Exercise aim:
Locate each row that contains the string "wheel" and copy those rows out in full.

━━━━

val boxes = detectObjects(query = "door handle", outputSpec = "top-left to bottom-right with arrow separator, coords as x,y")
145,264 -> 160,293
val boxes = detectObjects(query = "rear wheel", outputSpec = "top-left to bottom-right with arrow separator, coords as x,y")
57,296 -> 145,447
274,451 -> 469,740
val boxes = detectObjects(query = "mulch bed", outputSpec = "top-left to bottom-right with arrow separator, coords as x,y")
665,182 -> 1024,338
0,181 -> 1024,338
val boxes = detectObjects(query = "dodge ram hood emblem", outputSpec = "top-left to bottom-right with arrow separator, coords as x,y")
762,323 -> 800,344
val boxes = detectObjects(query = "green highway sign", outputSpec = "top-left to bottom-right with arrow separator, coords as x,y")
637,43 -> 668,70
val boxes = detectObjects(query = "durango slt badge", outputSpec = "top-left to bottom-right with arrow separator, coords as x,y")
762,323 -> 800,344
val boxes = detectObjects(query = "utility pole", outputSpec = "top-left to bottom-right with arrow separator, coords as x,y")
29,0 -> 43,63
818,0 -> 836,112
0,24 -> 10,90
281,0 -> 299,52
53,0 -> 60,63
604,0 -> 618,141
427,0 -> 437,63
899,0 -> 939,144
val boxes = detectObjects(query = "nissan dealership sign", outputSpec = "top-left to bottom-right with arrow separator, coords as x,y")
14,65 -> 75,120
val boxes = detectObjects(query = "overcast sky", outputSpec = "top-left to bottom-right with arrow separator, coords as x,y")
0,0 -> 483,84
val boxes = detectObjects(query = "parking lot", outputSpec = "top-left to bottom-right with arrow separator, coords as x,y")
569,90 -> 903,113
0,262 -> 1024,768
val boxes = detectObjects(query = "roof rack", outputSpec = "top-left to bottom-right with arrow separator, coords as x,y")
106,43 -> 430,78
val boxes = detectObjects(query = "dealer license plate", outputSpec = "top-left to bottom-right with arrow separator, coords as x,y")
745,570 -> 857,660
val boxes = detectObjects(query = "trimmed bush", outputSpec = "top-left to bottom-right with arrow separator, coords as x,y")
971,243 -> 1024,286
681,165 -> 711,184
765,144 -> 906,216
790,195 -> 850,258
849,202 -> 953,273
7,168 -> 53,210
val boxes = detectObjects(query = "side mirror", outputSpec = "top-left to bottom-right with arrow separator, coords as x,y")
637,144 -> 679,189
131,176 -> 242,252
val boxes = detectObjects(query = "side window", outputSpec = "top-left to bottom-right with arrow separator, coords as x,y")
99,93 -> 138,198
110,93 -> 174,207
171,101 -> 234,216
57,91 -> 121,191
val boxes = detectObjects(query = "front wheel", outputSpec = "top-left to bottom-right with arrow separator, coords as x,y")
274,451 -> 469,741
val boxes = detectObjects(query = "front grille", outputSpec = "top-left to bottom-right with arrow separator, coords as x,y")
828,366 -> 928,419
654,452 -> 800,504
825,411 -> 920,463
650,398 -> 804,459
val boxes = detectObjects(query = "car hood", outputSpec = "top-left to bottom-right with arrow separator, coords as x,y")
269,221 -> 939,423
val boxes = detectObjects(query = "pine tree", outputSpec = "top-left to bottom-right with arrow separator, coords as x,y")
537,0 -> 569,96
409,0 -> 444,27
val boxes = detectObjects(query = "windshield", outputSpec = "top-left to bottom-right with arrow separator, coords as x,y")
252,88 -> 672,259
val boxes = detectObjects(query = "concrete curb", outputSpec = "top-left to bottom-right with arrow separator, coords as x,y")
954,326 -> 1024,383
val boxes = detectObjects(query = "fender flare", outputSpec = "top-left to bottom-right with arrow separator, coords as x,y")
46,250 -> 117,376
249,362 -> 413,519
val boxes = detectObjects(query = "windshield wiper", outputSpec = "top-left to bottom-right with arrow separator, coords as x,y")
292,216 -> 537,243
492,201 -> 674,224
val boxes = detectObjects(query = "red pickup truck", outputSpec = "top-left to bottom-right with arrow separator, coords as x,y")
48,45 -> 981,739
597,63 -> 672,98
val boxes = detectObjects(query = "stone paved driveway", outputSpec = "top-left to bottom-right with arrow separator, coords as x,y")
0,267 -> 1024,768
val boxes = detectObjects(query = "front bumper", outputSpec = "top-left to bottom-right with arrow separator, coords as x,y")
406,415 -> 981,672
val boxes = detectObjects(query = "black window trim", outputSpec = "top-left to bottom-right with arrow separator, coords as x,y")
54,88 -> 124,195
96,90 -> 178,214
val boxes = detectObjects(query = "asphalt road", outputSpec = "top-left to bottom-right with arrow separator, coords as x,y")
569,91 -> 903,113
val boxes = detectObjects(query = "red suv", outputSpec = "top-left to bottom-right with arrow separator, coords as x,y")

━━━━

Reply:
val boxes = detectObjects(query = "rear wheel", outputSpec = "top-left to bottom-right with arrow separator, coords as x,y")
val boxes = detectObjects(query = "front wheel", outputSpec = "top-left to bottom-right with arrow separator, coords as x,y")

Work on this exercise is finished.